■ **PROMPT**: Copy the lines below word for word, starting with the line that contains "bush, I would be grateful." and ending with the line that contains "[[[94,73],[93,74],[93,90],[96,91],[97,89],[97,71],[95,71]]]", both included.

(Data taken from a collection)
▶
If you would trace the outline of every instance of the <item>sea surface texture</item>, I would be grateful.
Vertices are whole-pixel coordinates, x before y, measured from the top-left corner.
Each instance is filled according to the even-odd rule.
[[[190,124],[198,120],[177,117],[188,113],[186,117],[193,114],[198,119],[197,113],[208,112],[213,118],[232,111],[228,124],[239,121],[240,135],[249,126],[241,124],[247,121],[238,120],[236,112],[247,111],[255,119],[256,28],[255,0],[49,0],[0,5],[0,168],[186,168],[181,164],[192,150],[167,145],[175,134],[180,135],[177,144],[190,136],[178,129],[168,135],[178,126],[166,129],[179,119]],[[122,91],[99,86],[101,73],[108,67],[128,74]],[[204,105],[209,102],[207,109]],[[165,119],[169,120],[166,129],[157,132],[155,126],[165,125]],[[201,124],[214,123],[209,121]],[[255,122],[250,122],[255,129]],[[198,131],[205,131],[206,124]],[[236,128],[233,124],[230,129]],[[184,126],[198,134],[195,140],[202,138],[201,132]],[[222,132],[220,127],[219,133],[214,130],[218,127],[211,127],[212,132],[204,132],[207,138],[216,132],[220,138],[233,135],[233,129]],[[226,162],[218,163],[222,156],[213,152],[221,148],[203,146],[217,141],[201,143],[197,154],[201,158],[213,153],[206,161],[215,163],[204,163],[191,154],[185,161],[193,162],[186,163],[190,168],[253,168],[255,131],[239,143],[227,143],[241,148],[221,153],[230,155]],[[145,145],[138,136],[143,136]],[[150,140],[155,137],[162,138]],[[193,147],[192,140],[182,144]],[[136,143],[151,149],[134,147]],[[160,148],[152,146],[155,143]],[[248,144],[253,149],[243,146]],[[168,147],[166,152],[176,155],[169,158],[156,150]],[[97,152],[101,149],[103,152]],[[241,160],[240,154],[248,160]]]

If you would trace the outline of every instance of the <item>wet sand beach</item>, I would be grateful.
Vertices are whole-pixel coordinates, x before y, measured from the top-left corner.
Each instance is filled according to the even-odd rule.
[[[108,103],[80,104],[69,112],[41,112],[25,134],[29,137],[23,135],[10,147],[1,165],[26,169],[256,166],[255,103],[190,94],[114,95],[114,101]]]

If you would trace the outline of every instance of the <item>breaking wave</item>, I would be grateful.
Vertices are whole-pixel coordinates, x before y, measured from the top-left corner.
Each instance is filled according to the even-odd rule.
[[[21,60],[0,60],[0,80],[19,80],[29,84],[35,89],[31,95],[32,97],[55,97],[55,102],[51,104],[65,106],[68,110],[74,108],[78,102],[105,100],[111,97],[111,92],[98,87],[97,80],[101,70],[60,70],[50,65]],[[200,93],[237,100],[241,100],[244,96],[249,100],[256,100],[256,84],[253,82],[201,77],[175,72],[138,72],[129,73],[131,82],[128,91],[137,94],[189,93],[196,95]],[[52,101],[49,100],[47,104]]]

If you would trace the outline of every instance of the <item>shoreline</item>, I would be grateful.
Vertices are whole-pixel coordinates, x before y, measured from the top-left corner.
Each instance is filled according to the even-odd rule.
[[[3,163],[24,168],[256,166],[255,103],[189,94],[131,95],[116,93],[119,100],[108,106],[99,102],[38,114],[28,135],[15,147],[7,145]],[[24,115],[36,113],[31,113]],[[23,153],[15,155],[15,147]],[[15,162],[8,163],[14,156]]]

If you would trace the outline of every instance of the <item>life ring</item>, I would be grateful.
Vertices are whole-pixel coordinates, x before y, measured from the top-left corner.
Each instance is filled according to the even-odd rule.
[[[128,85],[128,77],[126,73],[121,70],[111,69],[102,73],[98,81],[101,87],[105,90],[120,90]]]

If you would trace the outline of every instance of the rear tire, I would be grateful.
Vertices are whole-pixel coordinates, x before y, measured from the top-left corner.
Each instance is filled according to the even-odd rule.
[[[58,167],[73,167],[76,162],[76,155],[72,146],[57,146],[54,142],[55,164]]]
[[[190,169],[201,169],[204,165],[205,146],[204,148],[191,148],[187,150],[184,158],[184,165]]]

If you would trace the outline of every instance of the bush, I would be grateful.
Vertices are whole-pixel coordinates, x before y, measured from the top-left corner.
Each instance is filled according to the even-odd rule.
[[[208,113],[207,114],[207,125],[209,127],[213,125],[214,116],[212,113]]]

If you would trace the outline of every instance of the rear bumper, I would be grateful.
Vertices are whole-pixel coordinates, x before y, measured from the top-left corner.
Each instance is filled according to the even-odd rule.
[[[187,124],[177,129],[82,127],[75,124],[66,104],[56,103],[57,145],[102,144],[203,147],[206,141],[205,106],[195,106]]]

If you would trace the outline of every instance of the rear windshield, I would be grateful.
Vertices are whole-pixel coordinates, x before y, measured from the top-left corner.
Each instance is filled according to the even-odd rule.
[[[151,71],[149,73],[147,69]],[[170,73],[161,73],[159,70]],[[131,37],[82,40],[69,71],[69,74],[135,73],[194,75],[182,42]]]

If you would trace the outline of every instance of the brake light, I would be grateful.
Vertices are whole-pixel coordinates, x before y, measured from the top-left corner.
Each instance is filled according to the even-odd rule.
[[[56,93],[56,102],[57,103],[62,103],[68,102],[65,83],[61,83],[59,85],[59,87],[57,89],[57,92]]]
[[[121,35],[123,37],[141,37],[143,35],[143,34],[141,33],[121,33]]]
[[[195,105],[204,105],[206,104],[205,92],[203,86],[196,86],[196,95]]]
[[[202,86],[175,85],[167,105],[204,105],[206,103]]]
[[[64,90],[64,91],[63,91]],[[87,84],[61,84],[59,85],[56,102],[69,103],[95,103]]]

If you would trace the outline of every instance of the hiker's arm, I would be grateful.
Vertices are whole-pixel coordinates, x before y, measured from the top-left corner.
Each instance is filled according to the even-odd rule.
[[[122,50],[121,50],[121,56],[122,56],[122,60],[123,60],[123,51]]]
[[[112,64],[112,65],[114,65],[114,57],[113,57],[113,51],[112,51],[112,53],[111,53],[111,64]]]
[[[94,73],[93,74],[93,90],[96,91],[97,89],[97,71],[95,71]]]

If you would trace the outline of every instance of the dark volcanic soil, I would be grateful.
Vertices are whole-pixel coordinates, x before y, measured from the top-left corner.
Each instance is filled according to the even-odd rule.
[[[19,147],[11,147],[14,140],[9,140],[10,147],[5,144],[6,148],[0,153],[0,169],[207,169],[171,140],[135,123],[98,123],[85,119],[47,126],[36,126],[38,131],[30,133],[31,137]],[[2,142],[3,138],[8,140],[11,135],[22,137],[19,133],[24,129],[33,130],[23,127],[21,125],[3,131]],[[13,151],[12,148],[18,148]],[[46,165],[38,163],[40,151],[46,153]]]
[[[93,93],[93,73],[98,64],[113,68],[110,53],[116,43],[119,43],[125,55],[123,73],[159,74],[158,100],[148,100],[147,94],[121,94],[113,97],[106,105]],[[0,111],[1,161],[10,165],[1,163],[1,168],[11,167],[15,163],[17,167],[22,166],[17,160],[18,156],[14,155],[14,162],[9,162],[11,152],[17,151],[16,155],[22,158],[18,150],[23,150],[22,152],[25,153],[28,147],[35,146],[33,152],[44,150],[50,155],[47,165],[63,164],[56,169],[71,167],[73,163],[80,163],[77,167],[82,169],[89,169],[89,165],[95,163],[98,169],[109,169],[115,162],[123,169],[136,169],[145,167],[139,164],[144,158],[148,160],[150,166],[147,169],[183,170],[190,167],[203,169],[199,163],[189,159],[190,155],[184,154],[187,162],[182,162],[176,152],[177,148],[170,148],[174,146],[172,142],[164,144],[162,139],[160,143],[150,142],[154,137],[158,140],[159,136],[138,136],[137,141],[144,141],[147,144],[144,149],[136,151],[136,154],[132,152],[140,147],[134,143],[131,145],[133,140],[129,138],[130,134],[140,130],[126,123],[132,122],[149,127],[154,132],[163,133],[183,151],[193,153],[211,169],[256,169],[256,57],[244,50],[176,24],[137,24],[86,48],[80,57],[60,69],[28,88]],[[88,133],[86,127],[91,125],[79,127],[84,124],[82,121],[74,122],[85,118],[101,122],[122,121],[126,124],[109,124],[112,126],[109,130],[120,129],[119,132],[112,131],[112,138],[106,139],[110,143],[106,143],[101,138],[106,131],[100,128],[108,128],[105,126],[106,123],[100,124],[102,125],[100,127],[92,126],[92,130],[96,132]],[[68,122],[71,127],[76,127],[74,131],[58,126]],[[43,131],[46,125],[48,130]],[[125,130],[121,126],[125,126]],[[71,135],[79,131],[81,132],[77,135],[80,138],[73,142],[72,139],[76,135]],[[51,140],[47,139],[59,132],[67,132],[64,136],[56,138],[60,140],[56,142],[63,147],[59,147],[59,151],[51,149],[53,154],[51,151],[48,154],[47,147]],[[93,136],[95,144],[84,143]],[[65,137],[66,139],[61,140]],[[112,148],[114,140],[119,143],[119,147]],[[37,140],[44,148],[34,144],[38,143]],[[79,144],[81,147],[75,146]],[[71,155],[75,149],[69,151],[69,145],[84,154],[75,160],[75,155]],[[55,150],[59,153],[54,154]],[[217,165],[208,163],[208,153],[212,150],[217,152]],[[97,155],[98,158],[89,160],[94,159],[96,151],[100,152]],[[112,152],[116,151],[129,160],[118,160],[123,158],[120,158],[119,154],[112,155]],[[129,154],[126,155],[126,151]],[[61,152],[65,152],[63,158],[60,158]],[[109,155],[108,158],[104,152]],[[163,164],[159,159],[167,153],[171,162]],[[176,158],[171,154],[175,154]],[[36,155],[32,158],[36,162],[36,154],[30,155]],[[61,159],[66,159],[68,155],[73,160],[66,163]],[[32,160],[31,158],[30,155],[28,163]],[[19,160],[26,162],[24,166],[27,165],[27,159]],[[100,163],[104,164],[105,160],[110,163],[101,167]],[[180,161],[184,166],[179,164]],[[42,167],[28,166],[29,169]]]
◀
■ **COMPLETED TASK**:
If you would trace the outline of every instance of the bush, I would be grateful.
Vertices are whole-pixel coordinates, x before y, measured from the top-left corner.
Each instance is filled according to the even-odd rule.
[[[208,113],[207,114],[207,125],[209,127],[213,125],[214,116],[212,113]]]

If you would trace the outline of every instance of the rear bumper, I would be grateful.
Vertices are whole-pixel coordinates, x before y, measured from the top-left corner.
Each instance is filled according to the even-odd rule.
[[[187,124],[177,129],[82,127],[75,124],[66,104],[56,103],[57,145],[102,144],[203,147],[206,141],[205,106],[195,106]]]

If you would trace the outline of every instance of the rear windshield, I would be grateful.
Vertices are whole-pixel coordinates, x before y, measured from the top-left corner.
Each instance is filled according to the even-odd rule.
[[[151,71],[149,73],[147,69]],[[170,73],[161,73],[159,70]],[[131,37],[82,40],[69,71],[69,74],[135,73],[194,75],[182,42]]]

If you would trace the outline of every instance of the brake light, I would be grateful.
Vertices are whole-pixel coordinates, x before y, measured from the top-left corner.
Each instance is filled according to the even-odd rule.
[[[56,93],[56,102],[57,103],[62,103],[68,102],[65,83],[61,83],[59,85],[59,87],[57,89],[57,92]]]
[[[121,35],[123,37],[141,37],[143,35],[143,34],[141,33],[121,33]]]
[[[195,105],[204,105],[206,104],[205,92],[203,86],[196,86],[196,95]]]
[[[202,86],[175,85],[167,105],[204,105],[206,103]]]
[[[64,90],[64,91],[63,91]],[[87,84],[61,84],[59,85],[56,102],[69,103],[95,103]]]

If you would trace the outline of every instance of the hiker's arm, I would be grateful.
Vertices are whole-pixel coordinates, x before y, measured from the top-left corner.
Each instance is filled according to the even-odd rule.
[[[122,50],[121,50],[121,56],[122,56],[122,60],[123,60],[123,51]]]
[[[112,64],[112,65],[114,65],[114,57],[113,57],[113,51],[112,51],[112,53],[111,53],[111,64]]]
[[[94,73],[93,74],[93,90],[96,91],[97,89],[97,71],[95,71]]]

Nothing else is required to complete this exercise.